RECORD EXCERPTS start

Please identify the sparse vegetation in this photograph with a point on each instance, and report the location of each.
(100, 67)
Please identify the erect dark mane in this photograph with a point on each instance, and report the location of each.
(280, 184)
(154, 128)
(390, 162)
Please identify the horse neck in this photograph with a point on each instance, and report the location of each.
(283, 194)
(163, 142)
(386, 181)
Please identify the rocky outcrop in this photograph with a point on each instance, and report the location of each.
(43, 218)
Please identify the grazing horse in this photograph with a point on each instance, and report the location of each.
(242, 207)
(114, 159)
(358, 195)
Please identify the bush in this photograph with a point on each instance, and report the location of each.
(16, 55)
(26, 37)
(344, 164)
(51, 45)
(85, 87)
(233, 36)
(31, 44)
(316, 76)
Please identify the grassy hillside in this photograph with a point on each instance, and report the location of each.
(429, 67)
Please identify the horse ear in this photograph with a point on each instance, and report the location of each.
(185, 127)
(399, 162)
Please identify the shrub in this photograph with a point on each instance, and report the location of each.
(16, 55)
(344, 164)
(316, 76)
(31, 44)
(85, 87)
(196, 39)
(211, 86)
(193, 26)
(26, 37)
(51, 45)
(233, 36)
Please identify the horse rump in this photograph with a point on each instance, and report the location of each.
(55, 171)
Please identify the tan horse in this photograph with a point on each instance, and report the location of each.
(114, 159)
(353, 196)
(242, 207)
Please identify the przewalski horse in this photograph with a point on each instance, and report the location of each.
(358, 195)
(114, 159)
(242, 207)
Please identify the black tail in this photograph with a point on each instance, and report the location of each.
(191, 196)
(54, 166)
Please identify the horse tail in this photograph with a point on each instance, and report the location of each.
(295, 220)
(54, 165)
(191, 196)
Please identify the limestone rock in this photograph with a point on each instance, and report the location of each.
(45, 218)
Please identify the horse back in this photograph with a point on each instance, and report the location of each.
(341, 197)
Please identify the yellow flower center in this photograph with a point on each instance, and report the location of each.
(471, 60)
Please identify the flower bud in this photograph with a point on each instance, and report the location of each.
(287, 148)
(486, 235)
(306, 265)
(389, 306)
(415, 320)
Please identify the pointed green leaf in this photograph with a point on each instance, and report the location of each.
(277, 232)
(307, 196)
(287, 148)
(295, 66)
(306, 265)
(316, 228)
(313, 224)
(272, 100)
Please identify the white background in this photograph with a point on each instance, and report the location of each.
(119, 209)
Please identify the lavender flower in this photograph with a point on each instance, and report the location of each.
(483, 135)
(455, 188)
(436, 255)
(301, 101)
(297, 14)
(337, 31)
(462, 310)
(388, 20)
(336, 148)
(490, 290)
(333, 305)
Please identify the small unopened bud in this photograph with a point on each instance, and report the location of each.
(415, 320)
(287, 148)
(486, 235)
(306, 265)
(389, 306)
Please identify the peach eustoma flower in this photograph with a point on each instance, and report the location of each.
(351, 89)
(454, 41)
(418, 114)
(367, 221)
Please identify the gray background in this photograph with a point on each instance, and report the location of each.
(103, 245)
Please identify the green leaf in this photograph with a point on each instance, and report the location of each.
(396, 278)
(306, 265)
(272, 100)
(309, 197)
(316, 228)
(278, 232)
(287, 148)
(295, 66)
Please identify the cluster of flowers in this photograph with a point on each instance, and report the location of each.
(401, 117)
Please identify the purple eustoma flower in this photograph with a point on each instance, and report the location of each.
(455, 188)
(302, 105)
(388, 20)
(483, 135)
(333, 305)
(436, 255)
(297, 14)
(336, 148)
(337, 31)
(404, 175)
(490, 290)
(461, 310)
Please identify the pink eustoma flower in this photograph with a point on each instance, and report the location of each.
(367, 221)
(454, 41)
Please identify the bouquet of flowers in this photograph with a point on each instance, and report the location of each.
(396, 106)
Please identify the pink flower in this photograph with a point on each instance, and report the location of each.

RECORD EXCERPTS end

TO DO =
All of the material above needs to be copied exactly.

SOLUTION TO THIS TASK =
Please identify the sparse vegetation in this photograph with a point on each instance, and report the location of each.
(100, 67)
Please identify the erect dark mane in this photograph with a point on each instance, and report the location of each.
(280, 184)
(154, 128)
(390, 162)
Please identify the horse neck in this photograph with a point on each instance, and report the location of each.
(283, 194)
(163, 142)
(386, 181)
Please identify the rocky outcrop in this photograph with a point on each instance, and report the location of each.
(43, 218)
Please identify the grazing horse in this photograph with a point on each instance, and report the location of each.
(242, 207)
(114, 159)
(358, 195)
Please identify the bush in this photograph with a point on each instance, and report the location of each.
(16, 55)
(26, 37)
(344, 164)
(51, 45)
(85, 87)
(233, 36)
(31, 44)
(316, 76)
Please identify the grassy hillside in this photograph with a point on each instance, and report the location of each.
(429, 67)
Please identify the horse ear in this photograph with a point on each instance, and report the location of each.
(185, 127)
(399, 162)
Please identify the shrub in this photograph with a point on each instance, and report the location of each.
(16, 55)
(344, 164)
(316, 76)
(31, 44)
(85, 87)
(196, 39)
(211, 86)
(193, 26)
(26, 37)
(51, 45)
(233, 36)
Please identify the horse rump in this photograph with a point on each instance, and report the location of each.
(55, 171)
Please identify the tan horse in this photograph with a point on each instance, and report the location of each.
(114, 159)
(353, 196)
(242, 207)
Please identify the przewalski horse in this photograph with a point on each instance, and report the location of each.
(358, 195)
(114, 159)
(242, 207)
Please identify the black tail in this photograph with a point on each instance, and report the location of each.
(191, 196)
(54, 166)
Please identify the horse tail in this photograph with a point on each instance, and report the location of each.
(295, 220)
(54, 165)
(191, 196)
Please identify the limestone rock in this photograph with a point on each instance, and report the location of each.
(45, 218)
Please identify the horse back in this photograph with a point on each instance, and report the location of each.
(341, 197)
Please identify the yellow flower center in this photograph with a point on each instance, and report the location of each.
(471, 60)
Please identify the flower bud in this photograph with a point on each instance, and report the location of each.
(287, 148)
(486, 235)
(306, 265)
(389, 306)
(415, 320)
Please identify the pointed green leaf in this photograph with a point on each instance, and report the location of each.
(277, 232)
(307, 196)
(287, 148)
(295, 66)
(306, 265)
(316, 228)
(313, 224)
(272, 100)
Please identify the white background in this photograph with a point on each instance, and report the location of each.
(119, 209)
Please identify the lavender flower in this photograph with a point on each instance, and report the location of each.
(483, 135)
(455, 188)
(436, 255)
(301, 101)
(297, 14)
(337, 31)
(462, 310)
(388, 20)
(336, 148)
(490, 290)
(333, 305)
Please identify the small unopened bud in this photograph with a point on each instance, and report the location of each.
(415, 320)
(287, 148)
(486, 235)
(306, 265)
(389, 306)
Please identify the peach eustoma flower in this photograph with a point on each instance, and report the location of each.
(351, 89)
(454, 41)
(418, 114)
(367, 221)
Please identify the gray background in this photograph with a point on each instance, and report the location of each.
(103, 245)
Please identify the green leaf in this photograph with a point on each instance, and report the location of each.
(396, 278)
(306, 265)
(272, 100)
(309, 197)
(316, 228)
(278, 232)
(287, 148)
(295, 66)
Please identify the cluster of flowers in this photograph with a point on each instance, and report the location of each.
(401, 117)
Please identify the purple eustoma flower in this photograph with a point on each instance, and report the location of each.
(455, 188)
(302, 105)
(388, 20)
(483, 135)
(333, 305)
(436, 255)
(297, 14)
(336, 148)
(337, 31)
(404, 175)
(490, 290)
(461, 310)
Please identify the pink eustoma flower in this photograph with a point on each instance, and report the location of each.
(367, 221)
(454, 41)
Please identify the bouquet of flowers in this photograph with a point on each instance, and report the location of each.
(396, 106)
Please identify the pink flower in this photograph with a point on each instance, and report the location of each.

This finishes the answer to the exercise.